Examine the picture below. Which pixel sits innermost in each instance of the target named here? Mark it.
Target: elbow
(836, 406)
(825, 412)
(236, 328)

___

WORK ORDER — All records shown above are to be given again verbatim.

SOLUTION —
Examine the picture below. Which pixel sits innermost in each instance of the target named here? Mark it.
Target: elbow
(836, 406)
(825, 412)
(236, 328)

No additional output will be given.